# [GIVEN ENTRIES]
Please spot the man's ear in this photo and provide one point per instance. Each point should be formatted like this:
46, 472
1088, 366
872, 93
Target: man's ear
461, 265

# [EXERCISE BRIEF]
Update the listing above by changing every "man's ear" to "person's ear". Leave everything else unchanged.

# [RESULT FOR THIS EXERCISE]
Please spot the person's ear in this photo and provide one point per instance. Each point should be formatted like this:
46, 472
1088, 366
872, 93
Target: person's ear
461, 265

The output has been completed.